## Task statement:
Below are some entries. Repeat exactly the lines from the one with "target | grass patch" through the one with "target | shrub", and only those.
::: Records for this exercise :::
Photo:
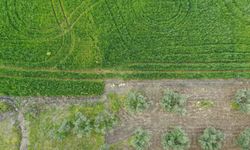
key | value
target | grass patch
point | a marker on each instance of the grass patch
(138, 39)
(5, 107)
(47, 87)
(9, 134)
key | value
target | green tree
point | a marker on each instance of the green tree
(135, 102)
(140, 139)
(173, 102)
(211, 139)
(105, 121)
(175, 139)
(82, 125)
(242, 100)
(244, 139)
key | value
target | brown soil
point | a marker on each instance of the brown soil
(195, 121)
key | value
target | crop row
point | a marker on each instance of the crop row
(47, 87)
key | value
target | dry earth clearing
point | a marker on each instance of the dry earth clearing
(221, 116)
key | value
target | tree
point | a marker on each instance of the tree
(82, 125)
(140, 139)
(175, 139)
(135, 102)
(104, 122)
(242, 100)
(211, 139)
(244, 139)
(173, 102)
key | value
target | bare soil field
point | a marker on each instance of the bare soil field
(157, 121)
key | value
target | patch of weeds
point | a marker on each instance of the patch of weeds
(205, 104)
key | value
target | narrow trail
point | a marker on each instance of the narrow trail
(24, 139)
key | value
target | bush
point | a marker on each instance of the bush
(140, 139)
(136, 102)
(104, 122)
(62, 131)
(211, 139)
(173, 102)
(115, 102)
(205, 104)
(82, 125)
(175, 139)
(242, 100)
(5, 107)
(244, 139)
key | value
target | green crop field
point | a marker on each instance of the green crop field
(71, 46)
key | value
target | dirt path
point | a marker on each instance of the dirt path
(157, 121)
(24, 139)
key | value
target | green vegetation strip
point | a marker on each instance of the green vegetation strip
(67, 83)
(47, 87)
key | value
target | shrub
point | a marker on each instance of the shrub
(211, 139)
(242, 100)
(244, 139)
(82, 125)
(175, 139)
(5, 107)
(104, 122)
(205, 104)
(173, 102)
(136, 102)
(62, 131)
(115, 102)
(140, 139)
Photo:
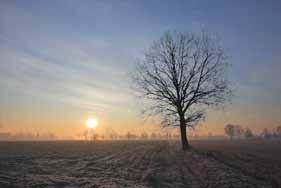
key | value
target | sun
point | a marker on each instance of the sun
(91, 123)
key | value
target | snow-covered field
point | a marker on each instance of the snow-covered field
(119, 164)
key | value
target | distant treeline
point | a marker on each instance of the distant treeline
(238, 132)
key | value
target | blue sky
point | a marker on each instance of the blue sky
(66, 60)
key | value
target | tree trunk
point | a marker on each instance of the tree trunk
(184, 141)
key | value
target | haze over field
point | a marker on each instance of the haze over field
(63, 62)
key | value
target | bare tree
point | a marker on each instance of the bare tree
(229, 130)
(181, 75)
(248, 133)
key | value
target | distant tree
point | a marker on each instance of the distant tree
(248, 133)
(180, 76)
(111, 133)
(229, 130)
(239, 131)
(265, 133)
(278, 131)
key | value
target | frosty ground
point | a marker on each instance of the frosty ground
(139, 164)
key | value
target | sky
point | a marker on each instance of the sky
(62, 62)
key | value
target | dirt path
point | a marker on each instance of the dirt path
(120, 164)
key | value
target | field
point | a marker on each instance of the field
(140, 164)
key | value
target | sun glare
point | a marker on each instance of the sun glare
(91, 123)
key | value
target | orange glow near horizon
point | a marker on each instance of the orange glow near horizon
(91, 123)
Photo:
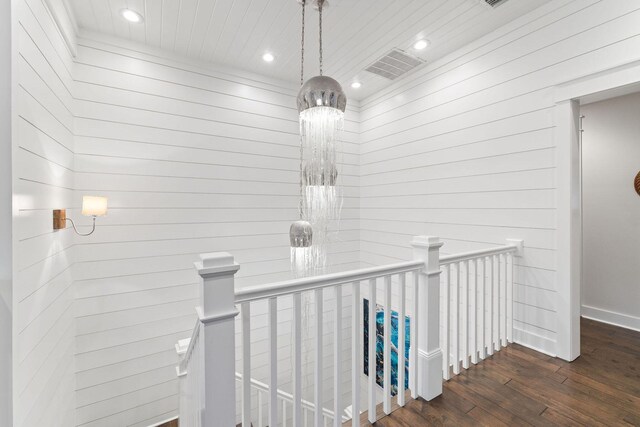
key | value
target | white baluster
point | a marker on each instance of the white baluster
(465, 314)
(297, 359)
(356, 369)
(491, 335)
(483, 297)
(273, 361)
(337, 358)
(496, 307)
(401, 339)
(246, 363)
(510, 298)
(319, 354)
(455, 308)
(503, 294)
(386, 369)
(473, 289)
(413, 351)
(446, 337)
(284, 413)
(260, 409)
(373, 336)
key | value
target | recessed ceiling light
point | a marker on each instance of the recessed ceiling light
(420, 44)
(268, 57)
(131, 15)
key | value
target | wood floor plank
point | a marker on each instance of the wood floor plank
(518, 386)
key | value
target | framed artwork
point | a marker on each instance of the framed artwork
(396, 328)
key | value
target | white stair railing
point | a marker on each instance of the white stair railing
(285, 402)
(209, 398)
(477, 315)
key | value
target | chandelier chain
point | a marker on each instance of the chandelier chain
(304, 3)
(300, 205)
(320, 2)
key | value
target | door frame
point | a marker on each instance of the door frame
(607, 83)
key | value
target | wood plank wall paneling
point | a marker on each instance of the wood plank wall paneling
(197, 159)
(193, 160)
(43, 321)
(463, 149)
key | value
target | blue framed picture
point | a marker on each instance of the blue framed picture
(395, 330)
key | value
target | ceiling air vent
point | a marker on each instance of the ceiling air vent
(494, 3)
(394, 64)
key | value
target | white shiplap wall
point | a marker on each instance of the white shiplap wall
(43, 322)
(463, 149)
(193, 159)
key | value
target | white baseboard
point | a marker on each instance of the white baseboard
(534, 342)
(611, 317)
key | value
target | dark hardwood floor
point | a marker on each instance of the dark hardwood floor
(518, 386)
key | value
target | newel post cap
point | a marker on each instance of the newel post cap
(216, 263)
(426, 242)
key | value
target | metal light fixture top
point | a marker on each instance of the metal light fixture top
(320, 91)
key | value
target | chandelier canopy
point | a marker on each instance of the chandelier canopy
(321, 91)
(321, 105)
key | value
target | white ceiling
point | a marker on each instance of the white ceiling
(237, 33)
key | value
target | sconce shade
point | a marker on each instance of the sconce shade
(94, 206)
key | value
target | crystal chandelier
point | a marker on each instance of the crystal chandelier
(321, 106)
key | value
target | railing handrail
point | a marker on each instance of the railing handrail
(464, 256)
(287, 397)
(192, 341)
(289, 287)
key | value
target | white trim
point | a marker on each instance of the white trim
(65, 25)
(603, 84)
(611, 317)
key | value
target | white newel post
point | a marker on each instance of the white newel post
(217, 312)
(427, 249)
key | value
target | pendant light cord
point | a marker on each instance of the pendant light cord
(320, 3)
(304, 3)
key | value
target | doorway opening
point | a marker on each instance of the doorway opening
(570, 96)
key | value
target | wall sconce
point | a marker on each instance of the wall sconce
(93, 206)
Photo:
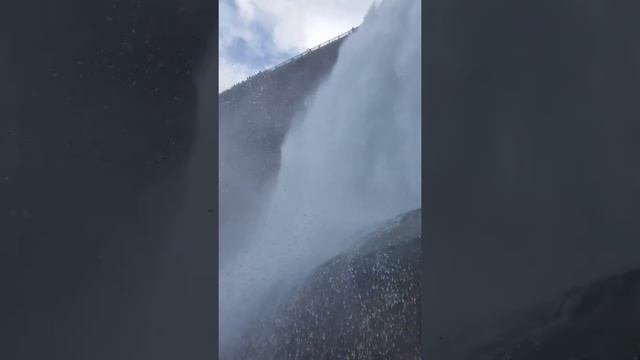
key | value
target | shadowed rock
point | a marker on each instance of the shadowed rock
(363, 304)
:::
## Reply to the exercise:
target | grass patch
point | a marker on each instance of the grass patch
(138, 39)
(5, 107)
(47, 87)
(9, 134)
key | value
target | green tree
point | a marker on each instance of the green tree
(135, 102)
(140, 139)
(173, 102)
(211, 139)
(105, 121)
(175, 139)
(82, 125)
(242, 100)
(244, 139)
key | value
target | brown soil
point | a marker on each instance of the brown soil
(195, 121)
key | value
target | crop row
point | a marker on each instance of the crop row
(47, 87)
key | value
target | dry earth clearing
point | a marker on each instance of the dry earth clearing
(221, 116)
key | value
target | tree
point | a marker on each instance of the tree
(82, 125)
(140, 139)
(175, 139)
(135, 102)
(104, 122)
(242, 100)
(211, 139)
(244, 139)
(173, 102)
key | value
target | bare soil field
point | a marker on each instance of the bare soil field
(157, 121)
key | value
target | patch of weeds
point | a marker on each instance of the patch of weeds
(205, 104)
key | value
target | narrow trail
point | a marker on each instance of the narrow trail
(24, 139)
key | value
target | bush
point | a marker on each instance of the bush
(140, 139)
(136, 102)
(104, 122)
(62, 131)
(211, 139)
(173, 102)
(115, 102)
(205, 104)
(82, 125)
(175, 139)
(242, 100)
(5, 107)
(244, 139)
key | value
target | green crop field
point | a marker on each instance of the green crop field
(71, 46)
key | value
target | dirt path
point | a marker on each instance of the dirt path
(157, 121)
(24, 139)
key | value
target | green vegetation strip
point | a marker on each instance of the green vegetation strip
(67, 83)
(47, 87)
key | value
target | shrub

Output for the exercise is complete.